*Halaman*.
Analisis wacana kritis (critical discourse analysis) adalah analisis bahasa dalam penggunaannya dengan menggunakan paradigma bahasa kritis. Dalam AWK, wacana tidak dipahami semata-mata sebagai kajian bahasa. AWK memang menggunakan bahasa dalam teks untuk dianalisis. Hasilnya bu- kan untuk memperoleh gambaran dari aspek kebahasaan, melainkan menghubungkannya dengan konteks (Santoso A. , 2008, p. 10).
Menurut Halliday (1978), sebuah teks selain dapat direalisasikan dalam level- level sistem lingual yang lebih rendah seperti sistem leksikogramatis dan fonologis juga merupakan realisasi dari level yang lebih tinggi dari interpretasi, kesastraan, sosiologis, psikoanalitis, dan sebagainya yang dimiliki oleh teks itu. Pilihan terhadap struktur lingual tertentu, misalnya, dapat ditafsirkan kepada persoalan- persoalan yang lebih besar (p. 138).
Halliday berpandangan bahwa linguistik pada hakikatnya adalah bentuk tindakan dan secara lebih spesifik sebagai sebuah bentuk tindak politis (Hasan & Martin, 1989, p. 4). Mengkaji bahasa hakikatnya adalah mengkaji tindak berbahasa. Pandangan Halliday itu dipengaruhi oleh dua hal, yakni: (1) keterlibatan aktifnya dalam penelitian linguistik dan (2) keterlibatan aktifnya dalam gerakan politik kiri ketika menjadi mahasiswa pada awal tahun 1950-an (Santoso A. , 2008, p. 11).

*Baris data*.
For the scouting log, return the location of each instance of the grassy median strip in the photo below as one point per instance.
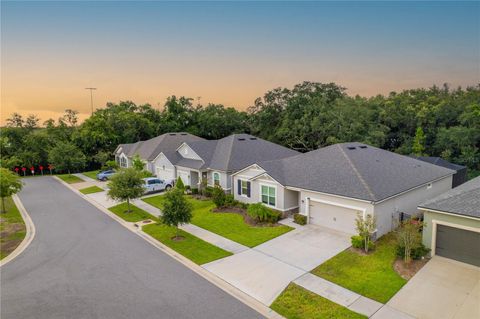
(91, 190)
(296, 302)
(12, 228)
(91, 174)
(70, 179)
(369, 275)
(228, 225)
(135, 215)
(194, 248)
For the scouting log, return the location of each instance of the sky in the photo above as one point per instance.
(226, 52)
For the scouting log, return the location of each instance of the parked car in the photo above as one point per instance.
(105, 175)
(154, 184)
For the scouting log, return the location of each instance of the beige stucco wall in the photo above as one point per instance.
(387, 212)
(429, 217)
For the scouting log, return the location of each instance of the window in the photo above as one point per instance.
(244, 188)
(216, 179)
(268, 195)
(123, 161)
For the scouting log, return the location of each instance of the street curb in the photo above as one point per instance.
(30, 232)
(220, 283)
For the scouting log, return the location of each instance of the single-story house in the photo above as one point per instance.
(158, 153)
(215, 160)
(453, 223)
(331, 185)
(460, 175)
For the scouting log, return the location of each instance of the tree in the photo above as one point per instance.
(138, 163)
(66, 157)
(10, 184)
(126, 185)
(409, 237)
(176, 209)
(418, 146)
(365, 228)
(16, 120)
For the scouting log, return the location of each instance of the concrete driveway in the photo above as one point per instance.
(83, 264)
(441, 289)
(264, 271)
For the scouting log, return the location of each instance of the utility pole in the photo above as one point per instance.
(91, 97)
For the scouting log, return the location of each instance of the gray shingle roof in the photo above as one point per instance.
(440, 162)
(166, 143)
(462, 200)
(354, 170)
(236, 151)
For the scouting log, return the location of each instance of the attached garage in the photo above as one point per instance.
(165, 173)
(333, 216)
(458, 244)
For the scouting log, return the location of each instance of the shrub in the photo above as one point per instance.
(415, 253)
(208, 192)
(230, 201)
(219, 197)
(261, 213)
(300, 219)
(179, 184)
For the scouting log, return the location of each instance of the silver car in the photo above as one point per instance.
(154, 184)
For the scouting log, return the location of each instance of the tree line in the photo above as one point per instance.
(438, 121)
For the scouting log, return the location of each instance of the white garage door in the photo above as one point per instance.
(331, 216)
(184, 176)
(165, 173)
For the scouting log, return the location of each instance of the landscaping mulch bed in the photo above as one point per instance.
(243, 212)
(408, 271)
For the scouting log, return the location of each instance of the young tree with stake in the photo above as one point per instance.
(126, 185)
(176, 209)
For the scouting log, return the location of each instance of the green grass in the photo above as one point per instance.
(91, 174)
(296, 302)
(70, 179)
(135, 215)
(369, 275)
(194, 248)
(228, 225)
(12, 228)
(91, 190)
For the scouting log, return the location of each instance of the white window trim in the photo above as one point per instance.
(436, 222)
(219, 178)
(276, 194)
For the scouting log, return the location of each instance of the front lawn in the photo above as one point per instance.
(12, 228)
(228, 225)
(296, 302)
(369, 275)
(70, 179)
(194, 248)
(91, 174)
(135, 215)
(91, 190)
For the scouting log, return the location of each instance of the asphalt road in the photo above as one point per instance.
(83, 264)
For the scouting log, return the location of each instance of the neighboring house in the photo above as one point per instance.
(459, 177)
(332, 185)
(159, 153)
(215, 160)
(453, 223)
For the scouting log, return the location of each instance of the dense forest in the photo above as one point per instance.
(438, 121)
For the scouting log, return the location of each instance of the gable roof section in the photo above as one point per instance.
(354, 170)
(462, 200)
(166, 143)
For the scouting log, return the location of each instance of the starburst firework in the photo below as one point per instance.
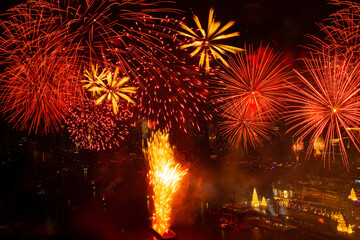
(112, 90)
(205, 42)
(173, 95)
(327, 104)
(342, 31)
(251, 95)
(94, 127)
(72, 33)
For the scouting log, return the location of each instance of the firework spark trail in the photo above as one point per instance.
(251, 94)
(206, 43)
(174, 94)
(112, 90)
(165, 177)
(341, 29)
(240, 128)
(326, 104)
(40, 36)
(95, 127)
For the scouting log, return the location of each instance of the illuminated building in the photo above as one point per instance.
(352, 195)
(263, 202)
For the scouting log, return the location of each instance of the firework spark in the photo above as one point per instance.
(165, 177)
(205, 42)
(45, 45)
(341, 29)
(112, 90)
(173, 95)
(326, 104)
(251, 95)
(94, 127)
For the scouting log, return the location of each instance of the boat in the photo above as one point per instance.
(270, 224)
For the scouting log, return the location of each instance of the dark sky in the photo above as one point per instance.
(283, 22)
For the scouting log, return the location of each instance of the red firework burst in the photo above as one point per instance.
(251, 95)
(327, 104)
(95, 127)
(36, 87)
(46, 44)
(342, 30)
(174, 93)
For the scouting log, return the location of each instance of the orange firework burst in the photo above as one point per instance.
(165, 177)
(327, 105)
(206, 41)
(341, 29)
(251, 94)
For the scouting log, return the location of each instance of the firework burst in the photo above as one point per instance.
(95, 127)
(206, 43)
(165, 177)
(326, 104)
(251, 95)
(341, 29)
(45, 45)
(112, 90)
(173, 95)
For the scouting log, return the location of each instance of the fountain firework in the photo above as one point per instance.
(165, 177)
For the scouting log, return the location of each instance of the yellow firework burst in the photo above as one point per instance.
(108, 86)
(206, 41)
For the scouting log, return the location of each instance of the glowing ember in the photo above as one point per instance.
(165, 176)
(255, 200)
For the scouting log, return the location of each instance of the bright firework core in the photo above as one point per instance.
(165, 176)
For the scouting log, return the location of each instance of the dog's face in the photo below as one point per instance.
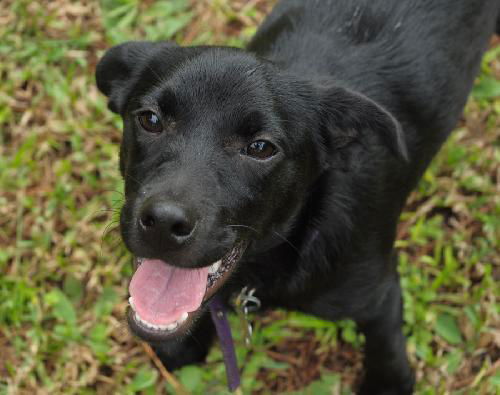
(218, 153)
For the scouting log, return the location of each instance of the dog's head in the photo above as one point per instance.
(220, 149)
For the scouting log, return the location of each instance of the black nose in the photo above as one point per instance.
(165, 222)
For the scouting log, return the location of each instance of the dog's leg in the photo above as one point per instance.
(193, 348)
(387, 370)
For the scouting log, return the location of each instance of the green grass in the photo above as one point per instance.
(64, 272)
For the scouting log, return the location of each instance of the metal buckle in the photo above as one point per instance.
(246, 302)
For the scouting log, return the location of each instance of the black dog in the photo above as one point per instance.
(285, 167)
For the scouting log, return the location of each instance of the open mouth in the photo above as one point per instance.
(164, 300)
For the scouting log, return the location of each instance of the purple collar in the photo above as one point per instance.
(218, 312)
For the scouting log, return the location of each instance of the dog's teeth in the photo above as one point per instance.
(213, 269)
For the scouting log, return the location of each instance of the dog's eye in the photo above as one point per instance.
(150, 122)
(260, 149)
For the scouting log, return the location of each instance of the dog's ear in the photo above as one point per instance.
(346, 116)
(116, 70)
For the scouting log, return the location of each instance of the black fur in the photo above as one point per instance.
(357, 96)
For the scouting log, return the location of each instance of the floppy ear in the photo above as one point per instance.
(115, 72)
(346, 116)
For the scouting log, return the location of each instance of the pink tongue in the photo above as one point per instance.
(162, 293)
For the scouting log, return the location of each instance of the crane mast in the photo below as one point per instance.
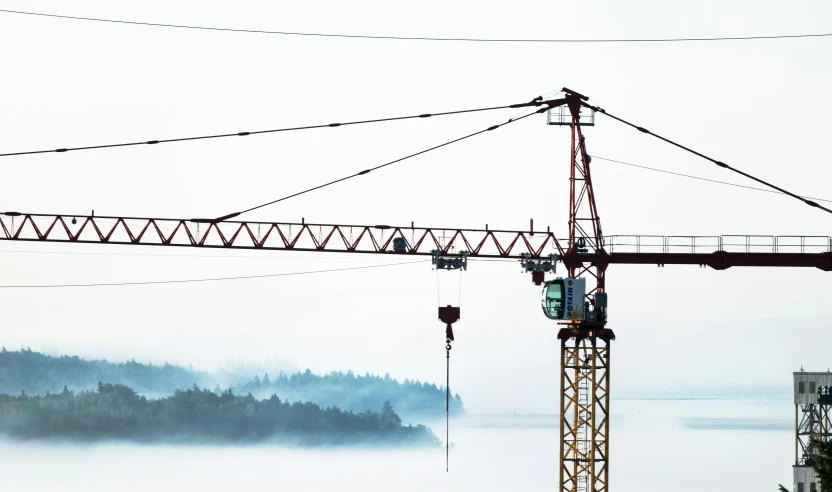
(584, 339)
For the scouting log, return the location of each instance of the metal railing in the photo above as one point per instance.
(709, 244)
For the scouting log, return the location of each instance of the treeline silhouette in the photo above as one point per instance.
(356, 392)
(115, 411)
(37, 373)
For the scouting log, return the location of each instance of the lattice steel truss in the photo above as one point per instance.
(585, 345)
(584, 420)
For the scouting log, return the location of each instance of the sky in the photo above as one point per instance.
(761, 106)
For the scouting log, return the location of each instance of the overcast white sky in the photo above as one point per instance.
(761, 106)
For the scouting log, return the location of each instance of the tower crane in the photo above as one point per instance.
(577, 302)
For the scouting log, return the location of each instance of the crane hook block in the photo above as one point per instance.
(449, 315)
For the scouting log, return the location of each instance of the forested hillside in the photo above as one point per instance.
(196, 415)
(36, 374)
(356, 392)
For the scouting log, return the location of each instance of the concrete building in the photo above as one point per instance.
(812, 402)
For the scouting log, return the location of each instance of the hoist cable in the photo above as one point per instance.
(421, 38)
(536, 102)
(699, 178)
(811, 203)
(447, 403)
(366, 171)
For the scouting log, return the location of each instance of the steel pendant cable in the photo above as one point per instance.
(420, 38)
(535, 102)
(721, 164)
(546, 105)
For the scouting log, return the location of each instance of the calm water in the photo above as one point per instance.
(653, 449)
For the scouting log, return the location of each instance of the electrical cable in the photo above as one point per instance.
(699, 178)
(366, 171)
(215, 279)
(535, 102)
(424, 38)
(703, 156)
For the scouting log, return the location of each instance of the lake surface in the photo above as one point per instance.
(656, 445)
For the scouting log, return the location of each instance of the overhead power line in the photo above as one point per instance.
(535, 102)
(366, 171)
(699, 178)
(425, 38)
(721, 164)
(215, 279)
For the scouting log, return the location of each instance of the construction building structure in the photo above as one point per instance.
(812, 401)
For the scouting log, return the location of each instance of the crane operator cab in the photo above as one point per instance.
(564, 299)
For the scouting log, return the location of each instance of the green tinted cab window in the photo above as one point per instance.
(554, 299)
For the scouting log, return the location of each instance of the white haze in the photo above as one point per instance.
(650, 451)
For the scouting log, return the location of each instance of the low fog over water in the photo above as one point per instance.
(653, 449)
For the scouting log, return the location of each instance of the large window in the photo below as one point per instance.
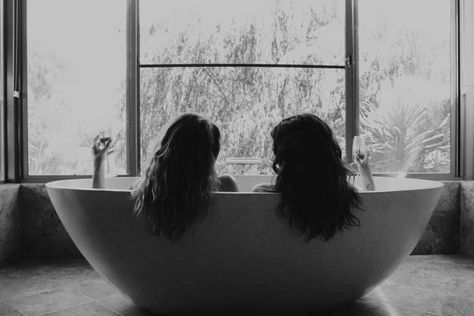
(76, 83)
(246, 100)
(371, 66)
(406, 84)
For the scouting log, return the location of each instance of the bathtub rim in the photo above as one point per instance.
(426, 185)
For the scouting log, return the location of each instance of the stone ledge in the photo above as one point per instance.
(467, 219)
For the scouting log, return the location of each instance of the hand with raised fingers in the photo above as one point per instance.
(362, 160)
(101, 147)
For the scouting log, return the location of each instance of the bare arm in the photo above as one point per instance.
(100, 149)
(362, 162)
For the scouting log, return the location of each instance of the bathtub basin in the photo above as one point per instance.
(242, 256)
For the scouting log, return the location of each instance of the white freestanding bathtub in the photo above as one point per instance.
(242, 255)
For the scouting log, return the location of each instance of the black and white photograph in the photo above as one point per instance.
(250, 157)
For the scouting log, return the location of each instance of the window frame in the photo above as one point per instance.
(15, 163)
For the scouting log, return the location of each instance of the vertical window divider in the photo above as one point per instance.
(352, 75)
(132, 87)
(456, 167)
(15, 57)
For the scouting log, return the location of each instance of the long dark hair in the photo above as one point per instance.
(174, 190)
(312, 177)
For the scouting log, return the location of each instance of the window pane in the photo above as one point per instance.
(76, 83)
(405, 84)
(245, 31)
(244, 102)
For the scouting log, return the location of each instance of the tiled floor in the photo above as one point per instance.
(423, 285)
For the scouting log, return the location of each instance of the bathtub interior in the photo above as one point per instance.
(246, 183)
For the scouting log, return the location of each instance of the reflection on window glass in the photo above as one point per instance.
(76, 83)
(405, 83)
(245, 103)
(245, 31)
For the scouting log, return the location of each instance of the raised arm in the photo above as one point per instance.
(362, 162)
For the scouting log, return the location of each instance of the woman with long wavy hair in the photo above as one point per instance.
(312, 178)
(173, 192)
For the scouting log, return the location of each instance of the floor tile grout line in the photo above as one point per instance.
(430, 291)
(437, 274)
(65, 308)
(413, 309)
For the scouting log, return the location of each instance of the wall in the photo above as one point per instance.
(9, 223)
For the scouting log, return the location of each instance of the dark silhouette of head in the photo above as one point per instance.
(174, 190)
(312, 177)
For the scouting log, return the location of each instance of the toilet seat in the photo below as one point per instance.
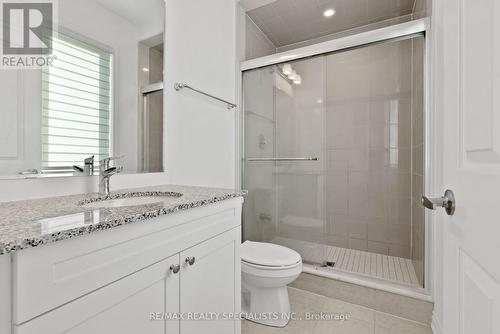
(268, 256)
(266, 270)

*Tugas yang diberikan*.
Untuk setiap pernyataan di bawah, tentukan apakah isinya sesuai dengan teks tentang analisis wacana kritis. Jawab ya atau tidak dan sertakan kutipan kata-kata teks yang menjadi dasar jawaban.
1. Dalam AWK, wacana dipahami semata-mata sebagai kajian bahasa.
2. Halliday memandang linguistik pada hakikatnya sebagai bentuk tindakan.
3. Halliday aktif dalam gerakan politik kiri semasa mahasiswa pada akhir tahun 1960-an.

*Jawaban*.
1. Tidak. "Dalam AWK, wacana tidak dipahami semata-mata sebagai kajian bahasa."
2. Ya. "Halliday berpandangan bahwa linguistik pada hakikatnya adalah bentuk tindakan"
3. Tidak. "keterlibatan aktifnya dalam gerakan politik kiri ketika menjadi mahasiswa pada awal tahun 1950-an"